**Texto proporcionado**
★ ★ ★ ★ ★

En nuestras conversaciones cotidianas, el tema reaparece. Cacho suele hablar de las coincidencias que le han ocurrido en distintos lugares del mundo. Blanca recuerda la sorprendente casualidad de haberse encontrado, en un viaje a Granada y Marruecos junto a Luchi, con nuestros consuegros y sus hijos. Las coincidencias no habitan solo los libros: se infiltran en la vida diaria, pidiendo ser contadas.

Entre los veinte y los cuarenta años, Kammerer reunió, además de sus trabajos sobre la herencia de los caracteres adquiridos, un vasto archivo de coincidencias. Fruto de ese esfuerzo fue su libro La ley de la serialidad, donde recopiló coincidencias individuales y colectivas, a las que consideró “manifestaciones de un principio universal de la naturaleza”, independiente de la causalidad.

★ ★ ★ ★ ★

**Conjunto de datos**
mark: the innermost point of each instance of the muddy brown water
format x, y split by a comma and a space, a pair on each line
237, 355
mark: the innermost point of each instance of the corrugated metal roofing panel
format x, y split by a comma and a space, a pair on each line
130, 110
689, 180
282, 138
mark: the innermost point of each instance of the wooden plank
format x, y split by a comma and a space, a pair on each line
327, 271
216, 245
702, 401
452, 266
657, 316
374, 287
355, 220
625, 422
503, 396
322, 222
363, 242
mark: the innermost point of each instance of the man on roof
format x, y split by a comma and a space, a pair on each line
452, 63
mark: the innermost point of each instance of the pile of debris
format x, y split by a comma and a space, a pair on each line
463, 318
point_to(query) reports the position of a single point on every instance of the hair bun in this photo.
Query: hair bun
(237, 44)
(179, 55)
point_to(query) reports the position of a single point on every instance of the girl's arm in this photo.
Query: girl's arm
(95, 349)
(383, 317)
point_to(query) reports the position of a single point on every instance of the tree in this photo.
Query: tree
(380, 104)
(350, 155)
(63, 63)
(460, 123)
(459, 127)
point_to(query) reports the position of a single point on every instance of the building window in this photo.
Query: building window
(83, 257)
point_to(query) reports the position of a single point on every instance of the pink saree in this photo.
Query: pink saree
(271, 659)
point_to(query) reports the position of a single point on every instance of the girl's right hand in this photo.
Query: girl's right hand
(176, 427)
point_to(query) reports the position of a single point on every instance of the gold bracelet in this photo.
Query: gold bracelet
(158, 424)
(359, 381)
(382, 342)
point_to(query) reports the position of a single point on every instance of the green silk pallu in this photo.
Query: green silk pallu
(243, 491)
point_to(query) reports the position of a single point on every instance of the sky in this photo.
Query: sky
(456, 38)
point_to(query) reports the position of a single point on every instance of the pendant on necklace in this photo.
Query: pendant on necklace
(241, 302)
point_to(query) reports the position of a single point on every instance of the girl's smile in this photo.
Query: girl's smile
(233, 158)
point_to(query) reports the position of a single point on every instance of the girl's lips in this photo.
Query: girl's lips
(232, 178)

★ ★ ★ ★ ★

**Consignas**
**A.** Imprime el pasaje del texto sobre las coincidencias que empieza en "En nuestras conversaciones" y acaba en "de la causalidad.".
**B.** Escribe lo que sigue del texto sobre las coincidencias a partir del punto en que se detiene.
El material es aparte y no pertenece al texto.

**Respuestas por consigna**
**A.**
En nuestras conversaciones cotidianas, el tema reaparece. Cacho suele hablar de las coincidencias que le han ocurrido en distintos lugares del mundo. Blanca recuerda la sorprendente casualidad de haberse encontrado, en un viaje a Granada y Marruecos junto a Luchi, con nuestros consuegros y sus hijos. Las coincidencias no habitan solo los libros: se infiltran en la vida diaria, pidiendo ser contadas.

Entre los veinte y los cuarenta años, Kammerer reunió, además de sus trabajos sobre la herencia de los caracteres adquiridos, un vasto archivo de coincidencias. Fruto de ese esfuerzo fue su libro La ley de la serialidad, donde recopiló coincidencias individuales y colectivas, a las que consideró “manifestaciones de un principio universal de la naturaleza”, independiente de la causalidad.

**B.**
La idea central de su obra es que, junto al principio de causalidad, existe también un principio no causal que opera en el universo y que tiende a la unidad, irrumpiendo ocasionalmente en el orden causal. Kammerer postulaba que cuando ocurre una coincidencia, suelen producirse muchas más: las coincidencias coinciden. Su “ley” describe una tendencia del universo hacia el orden, la armonía y la simetría, una fuerza de atracción semejante a la gravedad, pero que, en lugar de atraer masas, atrae hechos, objetos y formas semejantes.

La Ley de la Serialidad apunta así a un principio de orden en el macrocosmos, en aquello que es externo al mundo interno del ser humano. Las coincidencias serían, desde esta perspectiva, consecuencias de ese principio organizador.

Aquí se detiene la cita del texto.